*YOUR OBJECTIVE*.
Images are not part of the copy; transcribe all the data exactly.

*PROVIDED RECORDS*.
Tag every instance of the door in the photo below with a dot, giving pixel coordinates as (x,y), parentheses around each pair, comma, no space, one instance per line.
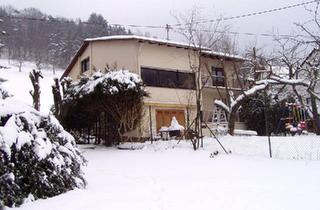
(164,117)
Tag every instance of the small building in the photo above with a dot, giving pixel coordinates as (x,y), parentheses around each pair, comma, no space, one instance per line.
(168,70)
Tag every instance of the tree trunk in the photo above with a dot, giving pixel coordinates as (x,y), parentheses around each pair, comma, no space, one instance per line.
(316,122)
(231,122)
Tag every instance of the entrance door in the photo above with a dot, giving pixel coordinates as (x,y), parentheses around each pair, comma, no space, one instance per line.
(164,117)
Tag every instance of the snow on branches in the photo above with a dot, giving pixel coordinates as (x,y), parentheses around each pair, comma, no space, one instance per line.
(38,158)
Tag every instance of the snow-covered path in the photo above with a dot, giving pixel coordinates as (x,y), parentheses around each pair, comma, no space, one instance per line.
(179,178)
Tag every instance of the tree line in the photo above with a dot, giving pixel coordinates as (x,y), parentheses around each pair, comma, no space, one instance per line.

*EXERCISE SOLUTION*.
Tag every instance of the door in the photo below with a dot, giving pixel coordinates as (x,y), parentheses around each pair, comma, no space, one instance per line.
(164,117)
Tag every instance of the small building in the photo above with a dot, giving pixel coordinates as (x,y), parentheses around each pair, comma, no space, one instance per line.
(168,70)
Tag every instance of the tree trunk in the photo above with a dot, giving pixel coordinates as (x,y), parentheses around each pair, comma, no space, one instance per line.
(316,122)
(231,122)
Tag every instance of the entrance door in the photo above with a dot, giving pixel coordinates as (x,y), parentheses around each pair, comma, no space, one instance per line.
(164,117)
Tag every instance of the snow on branches in the photo above with a dot, giving pixel coordinates as (x,y), parentheses around each pair, comma, no space, one instance per line.
(38,158)
Tag every instance of the snow-covered path in the photo above with a dot, giving pixel coordinates as (x,y), parentheses around each pair, comma, no space, one instance per line.
(179,178)
Tag every instance of the tree line in the photo above with a dot, giving pixel coordinates as (x,y), parentheses around each pair, comma, no space, one instance per line.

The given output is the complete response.